> _WHAT IS EXPECTED_:
Reproduce exactly, from the line containing "Point out the beige", every line down to the end of the data below.

(Referring expression data)

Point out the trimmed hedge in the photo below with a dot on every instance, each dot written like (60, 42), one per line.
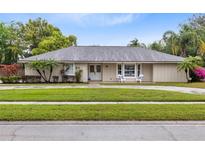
(10, 79)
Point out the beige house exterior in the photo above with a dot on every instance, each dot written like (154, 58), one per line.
(106, 64)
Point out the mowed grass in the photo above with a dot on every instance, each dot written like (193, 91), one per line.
(96, 94)
(177, 84)
(103, 112)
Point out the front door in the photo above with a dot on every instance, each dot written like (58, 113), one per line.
(95, 72)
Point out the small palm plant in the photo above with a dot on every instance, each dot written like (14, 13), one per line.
(189, 64)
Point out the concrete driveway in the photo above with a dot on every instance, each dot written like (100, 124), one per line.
(104, 131)
(167, 88)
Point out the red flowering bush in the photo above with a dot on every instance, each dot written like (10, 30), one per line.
(199, 72)
(9, 70)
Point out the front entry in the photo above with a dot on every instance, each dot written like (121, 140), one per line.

> _WRITTEN RESPONSE_:
Point out the beige house exterior in the photo above with a dot on every instance, each dot written like (154, 58), one per line.
(106, 64)
Point out the mowed grass in the photo above with a dot on every instance, each dot written like (193, 91), one per line.
(96, 94)
(177, 84)
(103, 112)
Point out the front door in the photo above with a dot on every instance, each dot written like (58, 113), one per line.
(95, 72)
Point out the small palm plant in the photo above with a dot on every instance, each dot written like (14, 13), one per line.
(189, 64)
Point out the concrete driveway in the photo above with a dot on every instance, each dot written like (100, 124), one per line.
(104, 131)
(167, 88)
Point out the red flowering bush in the photo above with a dot on every instance, each dot written like (10, 30), one per line.
(199, 72)
(9, 70)
Point out the front entry in the photo above with a dot on every instance, each dot written like (121, 140), one per line.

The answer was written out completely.